Stored items
========
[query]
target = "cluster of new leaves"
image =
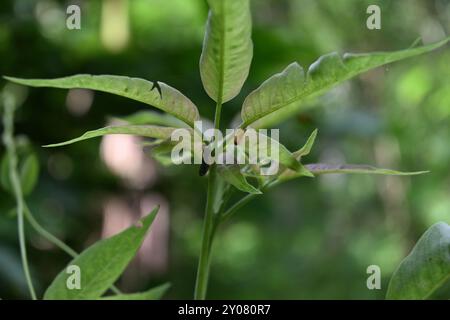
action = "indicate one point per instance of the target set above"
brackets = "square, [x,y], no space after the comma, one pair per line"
[224,67]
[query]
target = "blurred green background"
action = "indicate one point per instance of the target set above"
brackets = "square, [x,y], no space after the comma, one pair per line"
[307,239]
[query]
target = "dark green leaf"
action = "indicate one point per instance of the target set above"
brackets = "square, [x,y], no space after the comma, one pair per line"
[283,94]
[29,173]
[28,169]
[426,268]
[306,149]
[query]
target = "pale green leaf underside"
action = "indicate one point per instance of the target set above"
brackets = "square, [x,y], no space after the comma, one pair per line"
[101,264]
[319,168]
[156,132]
[156,94]
[426,268]
[282,95]
[227,49]
[152,118]
[263,146]
[152,294]
[232,174]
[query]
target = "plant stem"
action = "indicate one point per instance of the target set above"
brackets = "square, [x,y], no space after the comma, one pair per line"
[201,284]
[8,139]
[209,225]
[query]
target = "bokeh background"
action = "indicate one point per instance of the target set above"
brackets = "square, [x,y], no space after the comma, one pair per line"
[307,239]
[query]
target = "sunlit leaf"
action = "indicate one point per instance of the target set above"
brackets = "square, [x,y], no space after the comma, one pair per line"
[227,49]
[283,94]
[101,264]
[152,294]
[320,168]
[156,132]
[232,174]
[156,94]
[426,269]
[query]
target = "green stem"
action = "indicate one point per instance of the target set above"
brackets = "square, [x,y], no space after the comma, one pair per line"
[201,284]
[209,225]
[8,139]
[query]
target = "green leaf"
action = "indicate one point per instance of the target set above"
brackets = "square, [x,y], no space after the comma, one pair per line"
[233,175]
[320,168]
[306,149]
[28,169]
[227,49]
[156,94]
[156,132]
[264,147]
[101,264]
[153,118]
[152,294]
[426,268]
[283,94]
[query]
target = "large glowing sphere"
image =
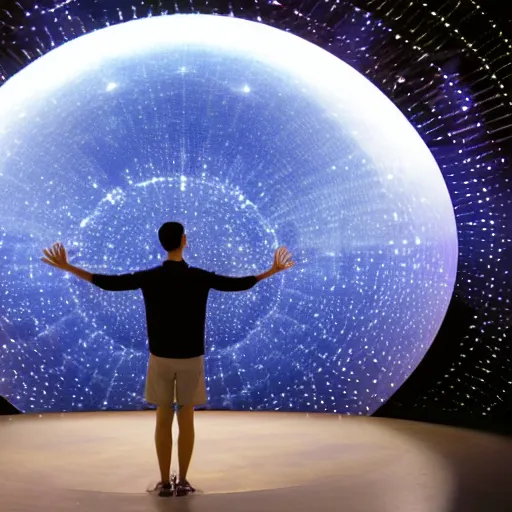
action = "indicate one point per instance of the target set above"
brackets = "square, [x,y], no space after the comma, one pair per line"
[252,137]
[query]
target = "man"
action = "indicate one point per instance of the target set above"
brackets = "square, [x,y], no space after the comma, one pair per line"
[175,297]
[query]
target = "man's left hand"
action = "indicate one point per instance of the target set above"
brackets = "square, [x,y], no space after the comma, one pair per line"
[56,256]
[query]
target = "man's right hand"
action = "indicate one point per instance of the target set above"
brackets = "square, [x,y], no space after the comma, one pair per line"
[282,260]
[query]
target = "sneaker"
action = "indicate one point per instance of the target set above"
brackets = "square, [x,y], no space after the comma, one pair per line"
[164,489]
[183,488]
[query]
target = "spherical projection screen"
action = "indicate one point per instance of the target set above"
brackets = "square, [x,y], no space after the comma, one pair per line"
[253,138]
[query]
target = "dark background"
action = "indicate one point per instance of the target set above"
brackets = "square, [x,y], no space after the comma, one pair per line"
[466,377]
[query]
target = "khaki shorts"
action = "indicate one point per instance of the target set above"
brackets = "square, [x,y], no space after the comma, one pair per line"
[180,381]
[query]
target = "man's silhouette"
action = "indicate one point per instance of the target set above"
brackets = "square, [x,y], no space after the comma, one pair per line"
[175,297]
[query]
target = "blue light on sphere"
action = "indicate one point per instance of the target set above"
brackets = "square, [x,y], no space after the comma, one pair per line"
[252,137]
========
• The task: Repeat the material above verbatim. Leave the pictures behind.

• Solution for this task:
[query]
target = "cluster of new leaves"
image =
action = "indicate one point per instance of the target set above"
brackets = "square, [x,y], no space after the comma, one pair per line"
[224,67]
[query]
target = "blurred green background"
action = "indicate one point per instance of the target set above"
brackets = "square, [x,y], no space after the comma, one pair per line"
[307,239]
[query]
target = "dark green leaf"
action = "indicate one point per instance of the target set above"
brackets = "square, [x,y], no space after the comma, one pair per line"
[283,94]
[29,173]
[28,169]
[426,268]
[306,149]
[query]
target = "pale green leaf underside"
action = "indicate one point per instance of the target set above"
brackets = "square, [x,y], no space after the comma, one pair per line"
[101,264]
[319,168]
[156,132]
[156,94]
[426,268]
[282,95]
[227,49]
[152,118]
[263,146]
[152,294]
[232,174]
[query]
target = "plant stem"
action = "indicate one point per instance of the target set above"
brackets = "square, [x,y], no space after the comma, one pair per line"
[201,284]
[8,139]
[209,225]
[query]
target = "bokeh background"
action = "indicate one point per instance of the target set above"
brackets = "square, [x,y], no space after the comma, one pair per line"
[307,239]
[query]
target = "sunlit leaf"
action = "indicate one point per instance of the target set above"
brackets = "square, [x,y], no space after the comma, one pair per line"
[227,49]
[283,94]
[101,264]
[152,294]
[320,168]
[156,132]
[232,174]
[156,94]
[426,269]
[query]
target = "green stem"
action = "indicate one point per instance of the target set above"
brackets = "square, [x,y], no space after the comma, one pair per line"
[201,284]
[209,225]
[8,139]
[query]
target = "green leaf"
action = "indicate one point per instance of the target set above"
brackets = "square, [x,y], no space after the comma, one pair per line"
[233,175]
[320,168]
[306,149]
[28,169]
[227,49]
[156,94]
[156,132]
[264,147]
[101,264]
[153,118]
[152,294]
[426,268]
[283,94]
[query]
target = "large glowing sphere"
image =
action = "indicate one point per instance of the target set above"
brackets = "square, [x,y], no space after the comma, one pair per line"
[252,137]
[query]
target = "man"
action = "indicate one point per instance of the target set above"
brackets = "square, [x,y], no space after the comma, one pair per line"
[175,297]
[query]
target = "man's left hand"
action = "indicate one point per instance of the target set above"
brackets = "square, [x,y], no space after the comma, one pair per line"
[56,256]
[query]
target = "man's right hand"
action = "indicate one point per instance of the target set above"
brackets = "square, [x,y], no space after the comma, one pair per line"
[282,260]
[query]
target = "sneaker"
action = "indicate one point per instance of the target set above"
brackets = "square, [x,y], no space after the comma, one pair per line"
[164,489]
[183,488]
[query]
target = "spherical projection screen"
action = "indicate one point per instance of the target set above"
brackets = "square, [x,y], no space after the comma, one pair per line"
[253,138]
[query]
target = "dark background"
action = "indicate one point per instance of the target set above"
brackets = "square, [x,y], no space after the comma, one pair per line"
[466,377]
[query]
target = "khaki shorts"
action = "indicate one point per instance of the target set above"
brackets = "square, [x,y], no space after the comma, one pair per line"
[180,381]
[query]
target = "man's silhouette"
action = "indicate one point per instance of the target set above"
brackets = "square, [x,y], no space after the comma, one pair per line"
[175,297]
[query]
target = "blue light on sphere"
action = "indicate one point per instance of the target set above"
brackets = "square, [x,y], no space after the comma, one pair per line"
[252,137]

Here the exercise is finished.